OBJECTIF 1: Recopiez mot pour mot le passage du texte sur la France et les Balkans, en commençant par « Plus généralement, la » et en allant jusqu'à « de la France. ».
OBJECTIF 2: D'après le texte sur la France et les Balkans, depuis quelle année la France a-t-elle amorcé un retour remarqué dans la région ?

EXTRAIT DU DOCUMENT:
La France est de retour dans les Balkans ! C’est le mot d’ordre qu’on entend à Paris ces dernières années. Si l’on se réfère à l’action de la France dans la région ces deux dernières décennies, cette affirmation ne souffre d’aucune illégitimité. En effet, depuis 2019, la France a amorcé un retour remarqué dans la région. Le Ministère des Affaires Etrangères a mis en place une stratégie pour les Balkans occidentaux tandis que l’Agence Française pour le Développement a commencé son implantation. Les visites officielles se multiplient.
Plus généralement, la France a changé de rhétorique par rapport à la région. Et ce depuis 2022 et l’invasion à grande échelle de l’Ukraine par la Russie. Le discours de Bratislava du Président Macron en est l’illustration la plus singulière. Plus concrètement, c’est la position de la France par rapport au processus d’élargissement de l’Union européenne qui a évolué sensiblement. Traditionnellement sceptique à ce propos, la France revendique désormais un soutien proactif. Le contexte international ayant évolué avec le retour de la guerre sur le continent, la France perçoit l’élargissement comme une nécessité stratégique absolue. Les Balkans ne peuvent faire office de zone grise sans menacer la sécurité européenne et donc les intérêts de la France.
Les doutes subsistent malgré un changement d’attitude remarqué
Le changement d’attitude opéré par la France a été perçu dans les Balkans occidentaux. Cela ne fait aucun doute. Néanmoins, cela n’a pas dissipé toutes les interrogations, accumulées pendant de nombreuses années en raison d’un sous-engagement et la prise de décisions contestables telles que le véto de 2019. Plus encore, ce changement d’attitude français reste surtout concentré sur l’Ukraine et la Moldavie, les Balkans occidentaux demeurant une préoccupation secondaire.
Ainsi, un fort degré de scepticisme demeure dans la région, tant au niveau des autorités que des citoyens, quant au changement d’attitude français. Il faut dire que les résultats concrets de l’évolution française se font peu nombreux. Un constat qui se confirme d’ailleurs par la continuité d’une présence française plus faible que celle de partenaires comme l’Allemagne, le Royaume-Uni ou l’Italie. Cela se voit à tous les niveaux : politique, économique mais aussi par la faible présence d’outils et d’acteurs de la société civile française.

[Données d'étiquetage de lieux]
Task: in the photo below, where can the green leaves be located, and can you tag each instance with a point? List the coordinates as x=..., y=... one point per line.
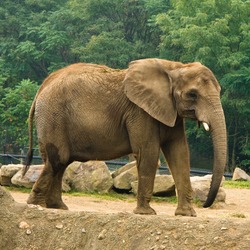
x=14, y=107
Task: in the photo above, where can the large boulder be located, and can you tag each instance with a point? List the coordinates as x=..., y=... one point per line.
x=124, y=168
x=163, y=185
x=30, y=177
x=201, y=186
x=91, y=176
x=8, y=171
x=240, y=175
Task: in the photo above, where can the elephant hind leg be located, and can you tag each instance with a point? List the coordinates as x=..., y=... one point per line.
x=48, y=188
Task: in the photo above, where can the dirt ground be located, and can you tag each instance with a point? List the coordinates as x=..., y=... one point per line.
x=95, y=223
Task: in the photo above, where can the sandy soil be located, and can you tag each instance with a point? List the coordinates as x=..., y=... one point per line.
x=98, y=224
x=237, y=203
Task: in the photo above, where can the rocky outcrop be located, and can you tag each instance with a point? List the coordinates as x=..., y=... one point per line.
x=94, y=176
x=163, y=186
x=30, y=177
x=91, y=176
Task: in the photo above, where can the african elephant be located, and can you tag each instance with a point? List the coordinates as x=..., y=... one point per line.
x=92, y=112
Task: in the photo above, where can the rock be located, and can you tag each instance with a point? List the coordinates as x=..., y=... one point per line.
x=5, y=198
x=164, y=185
x=240, y=175
x=124, y=179
x=8, y=171
x=30, y=177
x=201, y=186
x=91, y=176
x=123, y=169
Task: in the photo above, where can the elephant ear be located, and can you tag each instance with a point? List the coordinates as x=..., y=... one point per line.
x=149, y=86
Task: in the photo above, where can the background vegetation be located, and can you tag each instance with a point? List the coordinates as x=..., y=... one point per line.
x=38, y=37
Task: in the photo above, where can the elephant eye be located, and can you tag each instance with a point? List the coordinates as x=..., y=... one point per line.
x=192, y=95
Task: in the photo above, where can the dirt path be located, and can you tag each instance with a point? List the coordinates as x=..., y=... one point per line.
x=237, y=204
x=96, y=223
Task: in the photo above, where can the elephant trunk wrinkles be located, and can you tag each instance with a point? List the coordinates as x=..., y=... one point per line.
x=219, y=137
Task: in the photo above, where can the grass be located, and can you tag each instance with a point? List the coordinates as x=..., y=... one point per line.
x=18, y=189
x=236, y=184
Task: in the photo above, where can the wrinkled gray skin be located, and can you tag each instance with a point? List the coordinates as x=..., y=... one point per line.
x=91, y=112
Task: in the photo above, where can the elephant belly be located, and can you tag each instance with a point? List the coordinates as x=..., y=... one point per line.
x=90, y=147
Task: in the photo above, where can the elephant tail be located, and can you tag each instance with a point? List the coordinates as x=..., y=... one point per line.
x=29, y=156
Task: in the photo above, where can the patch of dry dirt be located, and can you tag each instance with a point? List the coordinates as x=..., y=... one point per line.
x=93, y=223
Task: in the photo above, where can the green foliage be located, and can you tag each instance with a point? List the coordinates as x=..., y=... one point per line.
x=14, y=107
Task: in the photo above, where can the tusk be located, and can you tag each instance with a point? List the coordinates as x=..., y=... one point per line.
x=205, y=125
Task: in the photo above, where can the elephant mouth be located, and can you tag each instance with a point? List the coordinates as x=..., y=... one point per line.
x=190, y=113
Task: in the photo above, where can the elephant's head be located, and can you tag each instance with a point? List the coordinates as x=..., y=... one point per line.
x=166, y=89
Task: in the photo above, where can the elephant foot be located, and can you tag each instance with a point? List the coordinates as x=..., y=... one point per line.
x=144, y=210
x=185, y=212
x=36, y=199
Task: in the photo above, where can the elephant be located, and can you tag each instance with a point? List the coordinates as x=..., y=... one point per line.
x=92, y=112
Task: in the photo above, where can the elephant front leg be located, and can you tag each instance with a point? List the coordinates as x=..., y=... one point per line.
x=40, y=188
x=177, y=155
x=46, y=191
x=146, y=175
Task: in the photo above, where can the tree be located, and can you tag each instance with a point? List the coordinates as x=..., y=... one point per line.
x=216, y=33
x=14, y=109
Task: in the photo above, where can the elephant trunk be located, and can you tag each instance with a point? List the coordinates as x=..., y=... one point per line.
x=219, y=137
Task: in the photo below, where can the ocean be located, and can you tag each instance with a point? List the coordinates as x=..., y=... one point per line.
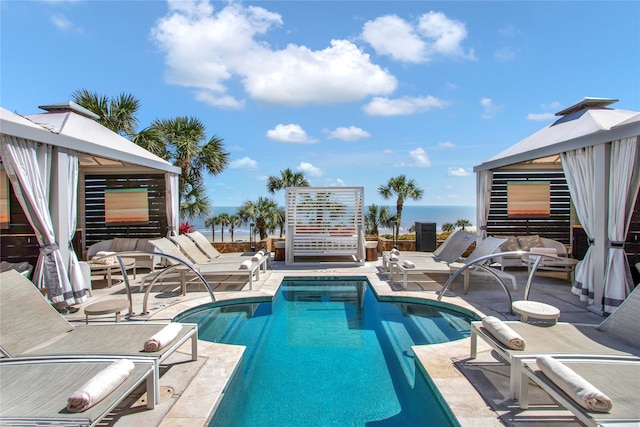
x=410, y=215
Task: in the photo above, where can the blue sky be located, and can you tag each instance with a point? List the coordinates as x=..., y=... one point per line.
x=351, y=93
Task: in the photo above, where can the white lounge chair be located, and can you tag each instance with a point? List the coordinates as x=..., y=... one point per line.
x=35, y=391
x=183, y=267
x=199, y=257
x=32, y=327
x=617, y=379
x=484, y=247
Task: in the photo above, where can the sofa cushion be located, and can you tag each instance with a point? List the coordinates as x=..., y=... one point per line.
x=510, y=245
x=121, y=244
x=528, y=242
x=144, y=245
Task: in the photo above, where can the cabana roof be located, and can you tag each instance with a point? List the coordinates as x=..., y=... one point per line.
x=70, y=126
x=586, y=123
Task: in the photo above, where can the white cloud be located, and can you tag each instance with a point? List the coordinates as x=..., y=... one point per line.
x=211, y=51
x=61, y=22
x=243, y=163
x=540, y=117
x=352, y=133
x=432, y=35
x=509, y=31
x=293, y=134
x=402, y=106
x=458, y=172
x=419, y=158
x=393, y=36
x=489, y=108
x=309, y=169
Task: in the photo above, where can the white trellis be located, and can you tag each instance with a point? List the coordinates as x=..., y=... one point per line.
x=325, y=221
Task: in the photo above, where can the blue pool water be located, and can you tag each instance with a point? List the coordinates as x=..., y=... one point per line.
x=328, y=353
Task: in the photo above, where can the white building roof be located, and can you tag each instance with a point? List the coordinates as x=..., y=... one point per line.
x=584, y=124
x=71, y=128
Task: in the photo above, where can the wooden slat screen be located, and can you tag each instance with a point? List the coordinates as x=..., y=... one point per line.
x=556, y=226
x=94, y=188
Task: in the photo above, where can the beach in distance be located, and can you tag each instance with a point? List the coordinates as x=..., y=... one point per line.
x=410, y=215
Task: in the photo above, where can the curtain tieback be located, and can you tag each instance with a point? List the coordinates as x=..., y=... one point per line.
x=48, y=249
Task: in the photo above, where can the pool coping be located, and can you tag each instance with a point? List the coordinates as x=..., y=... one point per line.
x=462, y=399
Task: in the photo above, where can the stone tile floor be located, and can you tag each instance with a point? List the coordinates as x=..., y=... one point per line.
x=475, y=390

RÉPONSE 1:
Plus généralement, la France a changé de rhétorique par rapport à la région. Et ce depuis 2022 et l’invasion à grande échelle de l’Ukraine par la Russie. Le discours de Bratislava du Président Macron en est l’illustration la plus singulière. Plus concrètement, c’est la position de la France par rapport au processus d’élargissement de l’Union européenne qui a évolué sensiblement. Traditionnellement sceptique à ce propos, la France revendique désormais un soutien proactif. Le contexte international ayant évolué avec le retour de la guerre sur le continent, la France perçoit l’élargissement comme une nécessité stratégique absolue. Les Balkans ne peuvent faire office de zone grise sans menacer la sécurité européenne et donc les intérêts de la France.

RÉPONSE 2: Depuis 2019.